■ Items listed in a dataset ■
/---

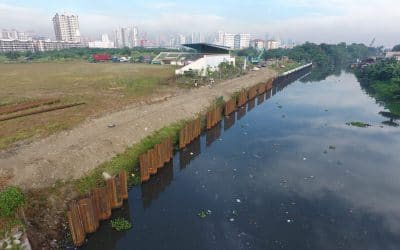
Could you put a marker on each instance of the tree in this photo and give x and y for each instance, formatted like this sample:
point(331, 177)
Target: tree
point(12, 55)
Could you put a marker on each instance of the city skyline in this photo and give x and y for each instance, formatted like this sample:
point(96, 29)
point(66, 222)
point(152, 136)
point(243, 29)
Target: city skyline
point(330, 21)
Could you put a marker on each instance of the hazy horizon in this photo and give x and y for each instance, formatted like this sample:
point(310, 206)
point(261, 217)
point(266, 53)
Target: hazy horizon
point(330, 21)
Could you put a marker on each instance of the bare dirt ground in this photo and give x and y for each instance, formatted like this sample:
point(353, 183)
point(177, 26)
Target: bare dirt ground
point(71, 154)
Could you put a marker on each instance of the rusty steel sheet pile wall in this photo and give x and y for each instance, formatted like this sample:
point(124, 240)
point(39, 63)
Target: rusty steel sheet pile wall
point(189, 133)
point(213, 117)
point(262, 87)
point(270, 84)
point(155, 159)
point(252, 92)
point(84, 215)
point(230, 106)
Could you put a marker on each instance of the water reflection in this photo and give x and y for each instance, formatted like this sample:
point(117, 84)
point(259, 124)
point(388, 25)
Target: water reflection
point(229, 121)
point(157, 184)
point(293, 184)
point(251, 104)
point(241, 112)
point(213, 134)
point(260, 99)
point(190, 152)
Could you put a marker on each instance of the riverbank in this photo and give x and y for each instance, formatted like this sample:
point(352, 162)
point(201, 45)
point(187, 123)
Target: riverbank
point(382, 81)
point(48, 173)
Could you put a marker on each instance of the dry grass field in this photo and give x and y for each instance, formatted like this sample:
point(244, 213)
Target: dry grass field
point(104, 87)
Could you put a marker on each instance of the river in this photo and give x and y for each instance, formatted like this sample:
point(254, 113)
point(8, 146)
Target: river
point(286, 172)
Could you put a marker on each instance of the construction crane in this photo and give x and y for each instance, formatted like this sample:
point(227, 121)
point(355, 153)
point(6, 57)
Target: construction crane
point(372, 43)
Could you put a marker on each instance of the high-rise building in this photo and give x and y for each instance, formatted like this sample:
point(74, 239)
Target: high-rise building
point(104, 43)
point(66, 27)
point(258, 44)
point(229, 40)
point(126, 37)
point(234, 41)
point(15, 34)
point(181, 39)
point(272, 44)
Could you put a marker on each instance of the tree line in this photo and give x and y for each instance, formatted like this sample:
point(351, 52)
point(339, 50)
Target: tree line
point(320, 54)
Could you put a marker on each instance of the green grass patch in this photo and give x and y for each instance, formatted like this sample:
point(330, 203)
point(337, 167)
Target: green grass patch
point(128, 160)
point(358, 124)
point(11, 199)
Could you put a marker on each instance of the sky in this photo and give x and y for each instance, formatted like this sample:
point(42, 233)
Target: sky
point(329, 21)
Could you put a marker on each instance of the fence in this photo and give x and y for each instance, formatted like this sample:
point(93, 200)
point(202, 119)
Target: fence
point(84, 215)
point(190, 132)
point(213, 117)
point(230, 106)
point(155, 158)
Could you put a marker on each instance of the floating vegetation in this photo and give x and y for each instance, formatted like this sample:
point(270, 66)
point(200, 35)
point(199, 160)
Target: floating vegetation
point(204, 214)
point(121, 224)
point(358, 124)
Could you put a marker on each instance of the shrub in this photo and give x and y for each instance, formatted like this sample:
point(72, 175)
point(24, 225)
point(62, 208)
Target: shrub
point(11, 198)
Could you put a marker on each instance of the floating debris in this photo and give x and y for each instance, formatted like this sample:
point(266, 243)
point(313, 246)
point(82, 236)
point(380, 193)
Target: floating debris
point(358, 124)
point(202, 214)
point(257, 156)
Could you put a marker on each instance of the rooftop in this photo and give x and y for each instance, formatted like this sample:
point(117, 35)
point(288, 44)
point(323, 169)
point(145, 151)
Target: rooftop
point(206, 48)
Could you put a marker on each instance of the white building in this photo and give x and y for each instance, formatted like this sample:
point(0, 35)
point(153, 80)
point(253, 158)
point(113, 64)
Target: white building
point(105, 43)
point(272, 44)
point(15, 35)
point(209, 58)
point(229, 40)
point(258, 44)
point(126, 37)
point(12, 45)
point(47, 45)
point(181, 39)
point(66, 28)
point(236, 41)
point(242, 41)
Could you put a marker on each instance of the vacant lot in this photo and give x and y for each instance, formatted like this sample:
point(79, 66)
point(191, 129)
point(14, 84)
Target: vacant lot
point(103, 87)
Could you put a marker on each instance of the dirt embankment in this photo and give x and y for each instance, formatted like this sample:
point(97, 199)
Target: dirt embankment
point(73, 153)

\---

■ ACTION ITEM ■
With the pictures omitted, print each line of the data above precisely as given.

■ SOLUTION FOR THIS PROBLEM ■
Could you put a marker on each instance of the tree in this photo and give x and y for each instance, formatted like this sample:
point(331, 177)
Target: tree
point(12, 55)
Could you put a marker on each instance of the city skyline in this photo and give x and y for each instance, formatted like this sample:
point(96, 29)
point(66, 222)
point(152, 136)
point(243, 29)
Target: city skyline
point(330, 21)
Could you put a marker on each instance of the hazy horizon in this photo and give x and y for each instance, formatted like this sample:
point(310, 206)
point(261, 217)
point(266, 53)
Target: hazy horizon
point(330, 21)
Could you put a marker on each instance of the bare dirt ground in this photo and give x and y for each instance, formatted like this sample:
point(353, 183)
point(177, 26)
Target: bare dirt ground
point(71, 154)
Could you put a marker on each instance of the rusty steel sheet pile wall in this photo and give x and y for each instance, formatted like this sample:
point(124, 240)
point(39, 63)
Target: rusty steel sheet pile wall
point(189, 133)
point(213, 117)
point(262, 87)
point(270, 84)
point(155, 159)
point(252, 92)
point(84, 215)
point(230, 106)
Could you put a marker on each instance of the water reflection in this photo and give x and y for each instance, formatted like this sample:
point(117, 84)
point(259, 124)
point(388, 25)
Target: water reflection
point(229, 121)
point(157, 184)
point(293, 184)
point(251, 104)
point(241, 112)
point(213, 134)
point(260, 99)
point(190, 152)
Could you put a marker on each instance of the riverbank in this photo and give x and y for each instance, formatted like this sample:
point(352, 162)
point(201, 45)
point(187, 123)
Target: riverbank
point(382, 81)
point(48, 173)
Could you put a marker on each instance of the dry grass field in this photo and give x and y for each instance, formatted like this sample:
point(244, 213)
Target: dry grass field
point(104, 87)
Could you put a marker on each instance of the river in this photo and give x and y for each instance, formatted like this sample:
point(254, 113)
point(8, 146)
Target: river
point(286, 172)
Could you put a marker on each instance of the construction crane in this photo and give x and y for each instance, formatted like this sample:
point(227, 121)
point(355, 153)
point(6, 57)
Target: construction crane
point(372, 43)
Could you put a marker on each instance of the high-rise building in this photo and give x and y for each instance, formatted like this sample:
point(74, 239)
Target: high-rise building
point(104, 43)
point(66, 27)
point(258, 44)
point(229, 40)
point(126, 37)
point(234, 41)
point(15, 34)
point(181, 39)
point(272, 44)
Could you put a marker on each instance of the tree line in this photo and give x and y for each instance, formatted like this sample:
point(351, 52)
point(339, 50)
Target: tree line
point(320, 54)
Could you put a marker on each instance of the green grass patch in this photo and give x and y for each instance, formatted like this sample:
point(330, 203)
point(337, 167)
Target: green grass patch
point(128, 160)
point(358, 124)
point(11, 199)
Could you put a marker on each instance of the sky in this photo and give x and y for each instance, formatted like this sample:
point(42, 233)
Target: sky
point(329, 21)
Could you put a marker on each instance of the fence in this photo and give x and y for each instance, formatted like this sample:
point(93, 200)
point(202, 119)
Target: fence
point(84, 215)
point(190, 132)
point(213, 117)
point(230, 106)
point(155, 158)
Could you put a marker on each instance of the floating vegetation in this photo and give x and y for each instance, formatted like this sample:
point(270, 66)
point(200, 35)
point(199, 160)
Target: floating vegetation
point(204, 214)
point(121, 224)
point(358, 124)
Could you put a marker on each instance of the shrub in this photo and give x and y for each instance, formatted like this sample:
point(72, 175)
point(24, 225)
point(62, 208)
Target: shrub
point(11, 198)
Could you put a marker on each instance of the floating debris in this photo and give x and y for each instance, formatted like this sample:
point(266, 243)
point(313, 246)
point(82, 236)
point(380, 193)
Target: floating debris
point(358, 124)
point(202, 214)
point(257, 156)
Could you put a marker on each instance of the rooftop in this photo and give x and y for each instance, formatted like this sample:
point(117, 35)
point(288, 44)
point(323, 169)
point(145, 151)
Target: rooftop
point(206, 48)
Could you put a marker on each instance of the white building in this photo and give x and y for each instance, formatted like this sample:
point(0, 35)
point(153, 80)
point(253, 158)
point(113, 64)
Target: white building
point(105, 43)
point(272, 44)
point(15, 35)
point(209, 58)
point(229, 40)
point(258, 44)
point(126, 37)
point(12, 45)
point(47, 45)
point(181, 39)
point(66, 28)
point(236, 41)
point(242, 41)
Could you put a marker on each instance of the vacant lot in this photo and give x and y for each instance, formatted like this sample:
point(79, 66)
point(191, 129)
point(14, 84)
Target: vacant lot
point(103, 87)
Could you put a marker on each instance of the dirt embankment in this photo and give x and y for each instance, formatted like this sample:
point(97, 199)
Target: dirt embankment
point(73, 153)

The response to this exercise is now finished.